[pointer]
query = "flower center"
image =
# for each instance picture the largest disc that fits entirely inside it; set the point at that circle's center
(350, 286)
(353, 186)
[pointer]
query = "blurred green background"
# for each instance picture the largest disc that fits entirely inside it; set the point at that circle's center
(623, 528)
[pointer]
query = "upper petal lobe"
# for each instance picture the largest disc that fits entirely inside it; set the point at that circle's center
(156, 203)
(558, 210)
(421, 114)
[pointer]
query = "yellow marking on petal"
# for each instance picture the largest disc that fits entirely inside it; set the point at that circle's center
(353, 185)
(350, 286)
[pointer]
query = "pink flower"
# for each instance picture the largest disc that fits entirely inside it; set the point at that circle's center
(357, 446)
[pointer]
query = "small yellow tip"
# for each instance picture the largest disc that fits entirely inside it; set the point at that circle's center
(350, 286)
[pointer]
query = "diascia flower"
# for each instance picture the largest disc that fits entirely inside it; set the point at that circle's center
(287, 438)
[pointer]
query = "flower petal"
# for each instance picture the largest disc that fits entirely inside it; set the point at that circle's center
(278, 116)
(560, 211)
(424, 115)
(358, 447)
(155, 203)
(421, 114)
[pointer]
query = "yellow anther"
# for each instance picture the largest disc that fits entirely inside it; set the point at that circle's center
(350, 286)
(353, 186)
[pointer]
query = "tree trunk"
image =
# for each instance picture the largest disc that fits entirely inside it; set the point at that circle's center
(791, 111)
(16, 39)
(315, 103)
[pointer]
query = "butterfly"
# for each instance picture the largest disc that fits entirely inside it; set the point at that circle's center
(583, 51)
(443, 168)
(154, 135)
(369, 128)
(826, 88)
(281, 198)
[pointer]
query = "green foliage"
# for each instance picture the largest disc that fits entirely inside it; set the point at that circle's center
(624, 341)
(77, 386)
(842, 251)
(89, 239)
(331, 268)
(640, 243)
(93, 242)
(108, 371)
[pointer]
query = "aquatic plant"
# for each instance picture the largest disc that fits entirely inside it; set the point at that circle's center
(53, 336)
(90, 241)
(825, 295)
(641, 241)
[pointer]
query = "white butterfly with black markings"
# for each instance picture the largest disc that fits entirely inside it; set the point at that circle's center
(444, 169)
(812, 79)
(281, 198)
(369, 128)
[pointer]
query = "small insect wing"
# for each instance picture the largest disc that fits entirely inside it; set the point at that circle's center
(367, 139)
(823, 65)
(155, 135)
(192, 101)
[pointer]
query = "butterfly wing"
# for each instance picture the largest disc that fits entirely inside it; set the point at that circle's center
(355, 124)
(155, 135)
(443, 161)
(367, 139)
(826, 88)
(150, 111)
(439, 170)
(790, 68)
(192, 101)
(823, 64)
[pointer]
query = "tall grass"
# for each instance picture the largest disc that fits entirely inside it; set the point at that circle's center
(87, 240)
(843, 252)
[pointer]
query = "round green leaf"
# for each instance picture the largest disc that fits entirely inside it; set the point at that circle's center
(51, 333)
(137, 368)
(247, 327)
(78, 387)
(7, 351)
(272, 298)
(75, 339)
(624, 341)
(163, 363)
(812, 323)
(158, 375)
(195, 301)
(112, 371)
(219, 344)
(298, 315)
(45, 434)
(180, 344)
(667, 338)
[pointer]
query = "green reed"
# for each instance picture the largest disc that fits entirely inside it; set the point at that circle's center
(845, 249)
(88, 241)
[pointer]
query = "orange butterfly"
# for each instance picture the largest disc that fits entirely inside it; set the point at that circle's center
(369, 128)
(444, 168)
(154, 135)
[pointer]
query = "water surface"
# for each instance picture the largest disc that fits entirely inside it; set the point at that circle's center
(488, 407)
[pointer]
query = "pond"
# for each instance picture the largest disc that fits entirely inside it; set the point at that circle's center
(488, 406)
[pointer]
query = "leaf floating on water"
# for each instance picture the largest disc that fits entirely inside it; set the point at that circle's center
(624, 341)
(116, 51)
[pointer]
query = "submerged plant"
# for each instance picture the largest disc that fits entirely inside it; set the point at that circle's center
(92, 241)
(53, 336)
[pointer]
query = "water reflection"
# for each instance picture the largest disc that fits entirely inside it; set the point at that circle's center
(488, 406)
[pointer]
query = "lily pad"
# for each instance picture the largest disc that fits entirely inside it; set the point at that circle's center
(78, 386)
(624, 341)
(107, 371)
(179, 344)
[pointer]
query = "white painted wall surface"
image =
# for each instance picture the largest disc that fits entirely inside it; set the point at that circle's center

- - -

Stated goal: Faithfully transcribe the whole of the data.

The result:
[pointer]
query = "flower center"
image =
# for each instance picture the largest disc that fits entirely inside it; set the point at that circle's center
(350, 286)
(353, 186)
[pointer]
query = "blurred green background"
# for each instance picture the largest disc that fits entirely inside it; set the point at that circle's center
(623, 528)
[pointer]
query = "upper petal lobe"
# for each instance picture the largest disc that fits entirely inside it; set the point at that circle's center
(156, 203)
(558, 210)
(421, 114)
[pointer]
query = "yellow marking on petal"
# for each instance picture the largest disc that fits entirely inside it; set the point at that circle's center
(353, 185)
(350, 286)
[pointer]
query = "pink flower"
# for each instance picture the largest disc that fits entirely inside it; set the point at that circle's center
(357, 446)
[pointer]
query = "small yellow tip"
# for each instance picture the largest disc that fits entirely inside it; set the point at that circle's center
(350, 286)
[pointer]
query = "diascia flower"
# for each instance picture the largest disc that fits entirely inside it; set the point at that circle's center
(287, 438)
[pointer]
query = "flower petal"
# for each instance picture the largest disc that fits entirely inside it; set the point at that circle's center
(278, 116)
(560, 211)
(424, 115)
(358, 447)
(155, 203)
(421, 114)
[pointer]
query = "yellow anther"
# for each instance picture the largest disc that fits entirely inside it; set the point at that circle's center
(350, 286)
(353, 186)
[pointer]
query = "tree trunk"
image =
# for each instance picture the largest disc that fits entirely inside it; set the point at that circle's center
(791, 111)
(16, 39)
(315, 103)
[pointer]
query = "butterfly"
# for each instance picture the largest disc that fits entirely inside it; set the point at that circle's center
(583, 51)
(443, 168)
(154, 135)
(369, 128)
(826, 88)
(281, 198)
[pointer]
query = "green foliage"
# for each instance picture the largest disc that fits entirely inside it; set the point at that circle's center
(624, 341)
(77, 386)
(842, 251)
(89, 239)
(331, 268)
(640, 243)
(93, 242)
(108, 371)
[pointer]
query = "aquatic plant"
# for each instance picture the largest disc that fits entirely inside it; set the point at that circle's center
(53, 336)
(90, 241)
(825, 295)
(641, 241)
[pointer]
query = "white butterfly with black markings"
# for each instance picture the largest disc that fits entirely inside it; set the point at that circle's center
(444, 169)
(812, 79)
(281, 198)
(369, 128)
[pointer]
query = "small insect wing"
# for each instance picture the largest disc that fits entirely inside it; set the point at that circle's center
(367, 139)
(823, 65)
(155, 135)
(192, 101)
[pointer]
query = "butterfly wing"
# for each instance picture the largest disc that fits entirely inside it; set the point at that circle's center
(355, 124)
(155, 135)
(443, 161)
(367, 139)
(826, 88)
(150, 111)
(439, 170)
(790, 68)
(192, 101)
(823, 64)
[pointer]
query = "tall grass"
# for each instance picture the largest disc that fits entirely inside it; set the point at that circle's center
(87, 240)
(843, 252)
[pointer]
query = "round green leaf"
# for each instance picture the largest disc that fits entirely inside it; set the point at that circle's center
(51, 333)
(137, 368)
(247, 327)
(78, 387)
(7, 351)
(272, 298)
(75, 339)
(624, 341)
(163, 363)
(812, 323)
(158, 375)
(195, 301)
(112, 371)
(219, 344)
(298, 315)
(45, 434)
(180, 344)
(667, 338)
[pointer]
query = "green reed"
# for each instance picture the largest disc that fits entirely inside it; set the point at that circle's center
(845, 249)
(88, 241)
[pointer]
query = "orange butterfly"
# for each instance picture the largest disc that fits entirely inside it; set the point at that circle's center
(369, 128)
(444, 168)
(154, 135)
[pointer]
query = "water surface"
# for each instance picture the largest disc that fits entirely inside it; set the point at that circle's center
(488, 407)
[pointer]
query = "pond"
# for each instance picture the largest disc that fits entirely inside it; set the point at that circle's center
(488, 406)
[pointer]
query = "leaf floating on water"
# for each instance picture the largest disc that fits entirely inside it; set the point at that circle's center
(624, 341)
(116, 51)
[pointer]
query = "submerged plant"
# for each instance picture the largest disc that fits entirely inside it; set the point at that circle's center
(92, 241)
(53, 336)
[pointer]
query = "water reflection"
# for each instance picture the largest disc that fits entirely inside it; set the point at that circle's center
(488, 406)
[pointer]
query = "lily pad"
# for each instance picture the largest disc that fits entirely inside it; set the point at that circle's center
(78, 386)
(624, 341)
(107, 371)
(179, 344)
[pointer]
query = "white painted wall surface"
image =
# for each instance picture the largest disc that fits entirely inside it; set the point at that circle's center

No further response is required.